__What is expected__:
Output only the lines from the one holding "In the photo above, where can the wooden" to the end of the data below, please, copied exactly.
-- START Exercise input --
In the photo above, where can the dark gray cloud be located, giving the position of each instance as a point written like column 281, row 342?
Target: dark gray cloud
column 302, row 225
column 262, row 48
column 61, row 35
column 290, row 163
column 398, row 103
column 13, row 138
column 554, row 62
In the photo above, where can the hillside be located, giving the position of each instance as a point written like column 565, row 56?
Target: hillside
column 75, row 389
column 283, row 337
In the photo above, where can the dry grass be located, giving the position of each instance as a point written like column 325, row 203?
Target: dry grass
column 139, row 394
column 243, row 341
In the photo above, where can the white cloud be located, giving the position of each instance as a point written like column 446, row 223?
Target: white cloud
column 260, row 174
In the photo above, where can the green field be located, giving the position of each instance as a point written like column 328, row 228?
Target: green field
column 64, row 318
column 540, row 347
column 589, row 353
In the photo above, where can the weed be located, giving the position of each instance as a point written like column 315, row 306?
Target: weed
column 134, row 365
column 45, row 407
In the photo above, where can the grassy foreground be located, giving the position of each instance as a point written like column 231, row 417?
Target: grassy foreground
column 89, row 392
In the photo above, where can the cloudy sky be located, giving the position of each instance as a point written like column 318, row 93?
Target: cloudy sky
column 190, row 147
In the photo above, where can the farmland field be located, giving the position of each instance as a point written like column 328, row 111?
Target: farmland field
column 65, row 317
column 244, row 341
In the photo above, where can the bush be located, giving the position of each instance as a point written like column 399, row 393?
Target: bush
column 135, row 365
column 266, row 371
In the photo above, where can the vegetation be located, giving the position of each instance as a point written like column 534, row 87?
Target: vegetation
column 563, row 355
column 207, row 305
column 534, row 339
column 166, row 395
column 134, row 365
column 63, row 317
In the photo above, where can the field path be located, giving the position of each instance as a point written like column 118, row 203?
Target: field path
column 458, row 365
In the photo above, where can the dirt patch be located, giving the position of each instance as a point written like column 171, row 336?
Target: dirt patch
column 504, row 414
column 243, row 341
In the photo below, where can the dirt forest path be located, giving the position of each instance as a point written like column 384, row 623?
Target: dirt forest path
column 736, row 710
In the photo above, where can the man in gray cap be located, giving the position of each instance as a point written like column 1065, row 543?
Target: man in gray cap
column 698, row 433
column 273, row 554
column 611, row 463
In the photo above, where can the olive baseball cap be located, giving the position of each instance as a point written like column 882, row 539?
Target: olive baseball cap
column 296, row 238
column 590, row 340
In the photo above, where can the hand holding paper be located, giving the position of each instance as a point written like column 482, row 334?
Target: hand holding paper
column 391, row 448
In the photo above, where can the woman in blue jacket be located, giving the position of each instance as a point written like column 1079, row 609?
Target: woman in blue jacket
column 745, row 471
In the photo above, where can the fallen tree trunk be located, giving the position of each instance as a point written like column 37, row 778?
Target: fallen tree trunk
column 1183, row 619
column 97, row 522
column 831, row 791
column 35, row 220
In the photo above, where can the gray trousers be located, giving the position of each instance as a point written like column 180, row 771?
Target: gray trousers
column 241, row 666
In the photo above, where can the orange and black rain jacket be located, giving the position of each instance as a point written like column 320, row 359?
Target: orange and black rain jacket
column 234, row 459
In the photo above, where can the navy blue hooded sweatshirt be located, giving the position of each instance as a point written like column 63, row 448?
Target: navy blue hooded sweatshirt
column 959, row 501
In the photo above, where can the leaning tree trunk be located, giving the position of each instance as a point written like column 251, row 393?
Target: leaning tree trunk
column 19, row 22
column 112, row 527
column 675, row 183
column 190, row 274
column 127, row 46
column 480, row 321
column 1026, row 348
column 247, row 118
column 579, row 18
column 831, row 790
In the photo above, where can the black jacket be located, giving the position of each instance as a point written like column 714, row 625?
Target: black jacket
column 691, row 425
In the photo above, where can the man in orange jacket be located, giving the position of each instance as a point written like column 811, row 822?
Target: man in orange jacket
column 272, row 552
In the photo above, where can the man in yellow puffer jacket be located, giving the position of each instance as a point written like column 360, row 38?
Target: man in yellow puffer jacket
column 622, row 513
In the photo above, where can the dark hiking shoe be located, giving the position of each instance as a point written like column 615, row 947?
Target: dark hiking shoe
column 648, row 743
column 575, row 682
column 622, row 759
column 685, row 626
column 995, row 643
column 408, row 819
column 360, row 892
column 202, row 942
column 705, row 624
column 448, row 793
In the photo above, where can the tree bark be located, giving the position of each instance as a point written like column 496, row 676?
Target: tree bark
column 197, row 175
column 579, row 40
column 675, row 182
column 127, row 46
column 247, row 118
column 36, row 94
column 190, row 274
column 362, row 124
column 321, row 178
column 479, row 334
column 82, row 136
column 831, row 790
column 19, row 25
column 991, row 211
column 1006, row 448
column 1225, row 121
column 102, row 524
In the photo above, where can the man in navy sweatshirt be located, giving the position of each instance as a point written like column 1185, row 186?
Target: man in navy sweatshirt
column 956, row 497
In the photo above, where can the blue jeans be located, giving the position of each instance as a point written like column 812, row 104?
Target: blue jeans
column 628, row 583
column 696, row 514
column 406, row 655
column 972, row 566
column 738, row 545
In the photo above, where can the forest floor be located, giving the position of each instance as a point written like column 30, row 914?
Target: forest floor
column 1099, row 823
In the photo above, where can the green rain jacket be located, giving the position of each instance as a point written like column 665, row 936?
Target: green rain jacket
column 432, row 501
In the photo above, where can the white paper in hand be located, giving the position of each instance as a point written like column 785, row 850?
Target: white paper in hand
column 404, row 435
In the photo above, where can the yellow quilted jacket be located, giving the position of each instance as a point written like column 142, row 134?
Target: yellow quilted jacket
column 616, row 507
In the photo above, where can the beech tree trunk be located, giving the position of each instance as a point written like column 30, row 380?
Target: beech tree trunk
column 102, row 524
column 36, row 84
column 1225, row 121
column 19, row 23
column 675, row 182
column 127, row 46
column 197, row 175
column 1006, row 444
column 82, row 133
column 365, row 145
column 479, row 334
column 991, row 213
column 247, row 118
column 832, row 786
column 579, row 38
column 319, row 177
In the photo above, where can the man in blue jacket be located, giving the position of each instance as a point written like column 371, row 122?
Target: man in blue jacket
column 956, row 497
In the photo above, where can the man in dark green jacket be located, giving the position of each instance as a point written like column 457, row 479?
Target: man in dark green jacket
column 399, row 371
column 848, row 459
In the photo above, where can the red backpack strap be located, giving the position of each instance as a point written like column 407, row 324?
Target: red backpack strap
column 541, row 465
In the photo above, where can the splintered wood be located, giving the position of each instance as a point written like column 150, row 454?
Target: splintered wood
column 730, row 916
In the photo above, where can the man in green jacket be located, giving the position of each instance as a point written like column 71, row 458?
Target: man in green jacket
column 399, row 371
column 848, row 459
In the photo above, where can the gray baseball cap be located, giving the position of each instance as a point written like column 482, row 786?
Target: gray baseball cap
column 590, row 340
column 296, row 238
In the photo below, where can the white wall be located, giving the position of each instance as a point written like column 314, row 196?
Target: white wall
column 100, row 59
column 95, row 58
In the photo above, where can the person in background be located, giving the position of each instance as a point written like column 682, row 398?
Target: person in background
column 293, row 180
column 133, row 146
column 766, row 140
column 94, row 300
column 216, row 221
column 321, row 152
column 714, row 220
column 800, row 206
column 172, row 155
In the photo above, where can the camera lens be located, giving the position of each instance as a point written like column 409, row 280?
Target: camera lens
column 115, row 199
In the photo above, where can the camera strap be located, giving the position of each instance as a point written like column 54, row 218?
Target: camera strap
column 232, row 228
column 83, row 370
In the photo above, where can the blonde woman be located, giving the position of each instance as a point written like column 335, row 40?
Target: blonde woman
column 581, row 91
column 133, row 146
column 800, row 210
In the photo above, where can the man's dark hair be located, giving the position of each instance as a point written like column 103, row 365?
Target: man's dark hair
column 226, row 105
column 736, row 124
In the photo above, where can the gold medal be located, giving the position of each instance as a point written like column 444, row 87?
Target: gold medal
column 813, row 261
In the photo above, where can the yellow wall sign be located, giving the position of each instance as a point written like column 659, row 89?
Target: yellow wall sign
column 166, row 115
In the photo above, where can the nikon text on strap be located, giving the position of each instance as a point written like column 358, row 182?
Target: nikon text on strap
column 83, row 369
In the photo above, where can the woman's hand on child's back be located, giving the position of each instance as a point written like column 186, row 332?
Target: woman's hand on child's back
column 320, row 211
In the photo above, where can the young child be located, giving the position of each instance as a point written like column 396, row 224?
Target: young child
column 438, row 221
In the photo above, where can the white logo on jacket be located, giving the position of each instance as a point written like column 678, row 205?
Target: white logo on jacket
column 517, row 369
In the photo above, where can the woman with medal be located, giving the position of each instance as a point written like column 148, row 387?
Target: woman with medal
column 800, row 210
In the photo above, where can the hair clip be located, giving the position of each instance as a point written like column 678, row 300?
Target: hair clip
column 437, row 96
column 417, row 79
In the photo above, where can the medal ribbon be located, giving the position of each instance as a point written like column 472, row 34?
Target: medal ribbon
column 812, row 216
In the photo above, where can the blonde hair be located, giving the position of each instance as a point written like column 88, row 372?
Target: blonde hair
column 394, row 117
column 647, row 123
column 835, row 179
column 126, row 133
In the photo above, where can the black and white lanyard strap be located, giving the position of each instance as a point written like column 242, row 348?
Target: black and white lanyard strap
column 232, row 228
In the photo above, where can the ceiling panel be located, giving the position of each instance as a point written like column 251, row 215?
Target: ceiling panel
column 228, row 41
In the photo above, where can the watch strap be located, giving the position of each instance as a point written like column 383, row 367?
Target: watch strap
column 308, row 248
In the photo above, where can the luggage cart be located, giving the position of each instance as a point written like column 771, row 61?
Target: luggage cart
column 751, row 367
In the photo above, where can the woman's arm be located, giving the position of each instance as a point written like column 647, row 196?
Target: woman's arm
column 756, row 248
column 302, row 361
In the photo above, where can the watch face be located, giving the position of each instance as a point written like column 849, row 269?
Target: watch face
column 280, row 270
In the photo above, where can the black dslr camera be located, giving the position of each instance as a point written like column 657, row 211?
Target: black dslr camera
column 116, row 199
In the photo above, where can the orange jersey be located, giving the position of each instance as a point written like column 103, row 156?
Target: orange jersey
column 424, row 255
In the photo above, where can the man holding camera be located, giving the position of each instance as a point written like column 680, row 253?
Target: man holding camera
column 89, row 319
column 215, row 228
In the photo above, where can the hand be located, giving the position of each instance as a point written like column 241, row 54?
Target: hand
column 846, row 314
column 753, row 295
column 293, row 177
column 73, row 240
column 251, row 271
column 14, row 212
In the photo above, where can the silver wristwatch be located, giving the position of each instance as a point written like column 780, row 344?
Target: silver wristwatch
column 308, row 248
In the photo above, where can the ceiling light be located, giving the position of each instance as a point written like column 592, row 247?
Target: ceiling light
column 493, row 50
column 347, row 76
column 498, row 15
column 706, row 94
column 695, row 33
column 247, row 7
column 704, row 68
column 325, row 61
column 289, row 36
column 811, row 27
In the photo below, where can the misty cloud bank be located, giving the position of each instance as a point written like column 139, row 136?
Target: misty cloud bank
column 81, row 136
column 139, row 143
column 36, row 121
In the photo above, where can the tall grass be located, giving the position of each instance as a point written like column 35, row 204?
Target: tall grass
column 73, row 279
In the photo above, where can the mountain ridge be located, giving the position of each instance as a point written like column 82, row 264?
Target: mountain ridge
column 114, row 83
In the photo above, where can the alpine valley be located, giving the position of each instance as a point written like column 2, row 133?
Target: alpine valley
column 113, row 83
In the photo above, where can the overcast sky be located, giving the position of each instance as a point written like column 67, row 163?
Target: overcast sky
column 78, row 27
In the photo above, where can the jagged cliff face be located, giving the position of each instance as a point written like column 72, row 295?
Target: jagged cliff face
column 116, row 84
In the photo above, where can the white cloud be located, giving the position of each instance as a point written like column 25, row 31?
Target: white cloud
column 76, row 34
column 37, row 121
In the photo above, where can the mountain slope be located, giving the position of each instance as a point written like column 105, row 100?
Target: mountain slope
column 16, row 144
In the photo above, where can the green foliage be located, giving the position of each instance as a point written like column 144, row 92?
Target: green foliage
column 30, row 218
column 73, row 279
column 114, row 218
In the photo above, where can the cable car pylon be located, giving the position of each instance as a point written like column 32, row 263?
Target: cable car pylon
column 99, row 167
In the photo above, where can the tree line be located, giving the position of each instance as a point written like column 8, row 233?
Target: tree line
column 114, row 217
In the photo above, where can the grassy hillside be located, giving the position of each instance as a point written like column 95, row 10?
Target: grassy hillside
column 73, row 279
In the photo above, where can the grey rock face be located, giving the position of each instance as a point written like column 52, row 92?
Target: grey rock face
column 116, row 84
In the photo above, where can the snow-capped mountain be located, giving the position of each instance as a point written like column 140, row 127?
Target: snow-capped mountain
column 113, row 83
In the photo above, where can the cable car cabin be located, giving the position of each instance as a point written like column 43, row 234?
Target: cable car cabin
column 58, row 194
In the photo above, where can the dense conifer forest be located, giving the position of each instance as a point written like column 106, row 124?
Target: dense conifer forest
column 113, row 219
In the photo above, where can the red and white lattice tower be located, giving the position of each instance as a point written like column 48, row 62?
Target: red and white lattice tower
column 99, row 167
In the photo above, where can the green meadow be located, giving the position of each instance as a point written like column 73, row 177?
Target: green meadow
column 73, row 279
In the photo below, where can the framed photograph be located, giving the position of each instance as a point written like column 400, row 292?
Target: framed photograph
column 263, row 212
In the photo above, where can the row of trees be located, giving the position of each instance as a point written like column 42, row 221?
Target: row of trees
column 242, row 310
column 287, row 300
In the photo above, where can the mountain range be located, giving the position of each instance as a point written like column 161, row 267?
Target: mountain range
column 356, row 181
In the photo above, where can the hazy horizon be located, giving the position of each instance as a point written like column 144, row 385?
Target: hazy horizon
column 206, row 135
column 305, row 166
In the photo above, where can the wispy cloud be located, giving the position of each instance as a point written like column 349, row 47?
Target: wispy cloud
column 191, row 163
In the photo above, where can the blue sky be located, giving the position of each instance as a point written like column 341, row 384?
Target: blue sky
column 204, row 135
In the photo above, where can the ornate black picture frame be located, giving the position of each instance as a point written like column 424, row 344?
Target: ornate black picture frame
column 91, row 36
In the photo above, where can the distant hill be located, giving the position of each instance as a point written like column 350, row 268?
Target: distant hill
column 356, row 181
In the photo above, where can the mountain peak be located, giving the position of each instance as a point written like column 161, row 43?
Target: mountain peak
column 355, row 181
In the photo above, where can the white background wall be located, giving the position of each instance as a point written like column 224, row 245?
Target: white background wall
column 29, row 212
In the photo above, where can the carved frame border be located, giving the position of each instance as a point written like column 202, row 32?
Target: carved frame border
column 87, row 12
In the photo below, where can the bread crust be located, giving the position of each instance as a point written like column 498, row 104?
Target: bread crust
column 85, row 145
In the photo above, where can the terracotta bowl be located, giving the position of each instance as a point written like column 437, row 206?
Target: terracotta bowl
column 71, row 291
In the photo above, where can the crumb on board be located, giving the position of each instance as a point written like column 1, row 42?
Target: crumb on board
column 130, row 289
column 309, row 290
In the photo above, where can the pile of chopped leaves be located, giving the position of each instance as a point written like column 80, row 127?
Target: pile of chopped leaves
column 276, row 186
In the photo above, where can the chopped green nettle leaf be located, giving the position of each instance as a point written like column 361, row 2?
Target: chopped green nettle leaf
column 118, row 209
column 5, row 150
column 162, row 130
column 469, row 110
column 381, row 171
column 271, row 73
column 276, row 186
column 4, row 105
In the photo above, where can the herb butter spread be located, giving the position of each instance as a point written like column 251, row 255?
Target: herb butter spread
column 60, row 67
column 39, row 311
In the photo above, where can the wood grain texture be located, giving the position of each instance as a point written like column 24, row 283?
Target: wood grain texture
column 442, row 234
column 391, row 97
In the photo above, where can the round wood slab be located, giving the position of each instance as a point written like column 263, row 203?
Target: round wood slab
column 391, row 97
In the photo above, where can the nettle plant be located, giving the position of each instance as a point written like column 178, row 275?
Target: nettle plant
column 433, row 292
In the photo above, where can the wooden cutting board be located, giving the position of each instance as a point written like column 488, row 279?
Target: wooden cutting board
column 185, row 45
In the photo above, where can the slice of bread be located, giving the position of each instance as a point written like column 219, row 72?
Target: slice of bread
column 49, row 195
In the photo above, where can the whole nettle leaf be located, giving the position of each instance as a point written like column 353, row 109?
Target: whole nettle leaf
-- END Exercise input --
__Reply to the task__:
In the photo above, where can the wooden cutting board be located, giving the position of each instance as a point written like column 488, row 279?
Target: wooden cutting board
column 185, row 45
In the photo above, where can the slice of bread be located, giving the position of each instance as a point written like column 219, row 72?
Target: slice of bread
column 49, row 195
In the photo above, where can the whole nettle leaf be located, giving the position of each instance as a point written like column 353, row 109?
Target: whole nettle leaf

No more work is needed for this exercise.